(Rows of box annotation data)
.....
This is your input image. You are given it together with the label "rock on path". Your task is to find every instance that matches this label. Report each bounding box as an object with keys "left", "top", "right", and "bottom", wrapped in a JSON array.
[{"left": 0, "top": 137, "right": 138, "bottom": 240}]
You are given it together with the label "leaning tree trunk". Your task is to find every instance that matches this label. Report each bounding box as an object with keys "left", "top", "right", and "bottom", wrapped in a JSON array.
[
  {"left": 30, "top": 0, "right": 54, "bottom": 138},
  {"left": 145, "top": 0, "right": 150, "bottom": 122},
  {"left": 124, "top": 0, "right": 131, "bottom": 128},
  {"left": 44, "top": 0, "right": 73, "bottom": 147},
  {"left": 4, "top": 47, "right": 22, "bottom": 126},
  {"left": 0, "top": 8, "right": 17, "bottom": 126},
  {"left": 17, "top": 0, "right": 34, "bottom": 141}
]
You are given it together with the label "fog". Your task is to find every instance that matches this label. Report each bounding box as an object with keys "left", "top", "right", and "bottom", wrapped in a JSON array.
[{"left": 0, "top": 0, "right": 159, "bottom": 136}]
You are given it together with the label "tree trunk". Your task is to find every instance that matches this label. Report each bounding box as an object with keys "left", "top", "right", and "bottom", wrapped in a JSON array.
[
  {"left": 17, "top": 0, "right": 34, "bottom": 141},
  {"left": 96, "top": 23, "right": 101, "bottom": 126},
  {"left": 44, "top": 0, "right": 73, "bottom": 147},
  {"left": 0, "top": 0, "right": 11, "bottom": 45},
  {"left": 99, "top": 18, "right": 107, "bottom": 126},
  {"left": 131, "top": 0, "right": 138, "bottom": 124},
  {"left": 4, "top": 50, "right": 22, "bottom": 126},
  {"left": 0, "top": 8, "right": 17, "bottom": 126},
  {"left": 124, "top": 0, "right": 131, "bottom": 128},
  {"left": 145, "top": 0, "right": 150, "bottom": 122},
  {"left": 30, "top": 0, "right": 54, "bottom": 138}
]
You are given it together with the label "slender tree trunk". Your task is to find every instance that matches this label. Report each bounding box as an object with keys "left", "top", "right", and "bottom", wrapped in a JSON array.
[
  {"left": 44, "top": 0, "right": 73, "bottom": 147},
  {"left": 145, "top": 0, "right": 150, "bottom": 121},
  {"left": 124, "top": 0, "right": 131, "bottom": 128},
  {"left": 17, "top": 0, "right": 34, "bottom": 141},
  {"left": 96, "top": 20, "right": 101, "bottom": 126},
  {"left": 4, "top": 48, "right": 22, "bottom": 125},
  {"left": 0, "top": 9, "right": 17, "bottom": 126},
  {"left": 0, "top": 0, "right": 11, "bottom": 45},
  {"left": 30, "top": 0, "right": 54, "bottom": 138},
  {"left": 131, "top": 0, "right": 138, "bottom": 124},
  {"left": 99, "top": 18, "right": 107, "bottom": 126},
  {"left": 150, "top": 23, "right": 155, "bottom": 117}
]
.....
EXERCISE AIM » Which lines in the entries above contain the string "trunk"? Locate each one and copy it out in full.

RESULT FOR THIS TASK »
You are given it together with the label "leaning tree trunk". Your task is to find every instance that matches this label. Report each bounding box as an object with keys "left", "top", "right", and "bottom", wrapped in a JSON array.
You are given it together with the label "tree trunk". Your task is to find every instance that matches this label. Report each bounding box as an object with keys "left", "top", "right", and "bottom", wrapped in a JSON array.
You are given it together with the label "slender tree trunk". Your task is to find every instance that matches this label. Report each bounding box as an object with keys "left", "top", "right", and "bottom", wrapped in a JSON array.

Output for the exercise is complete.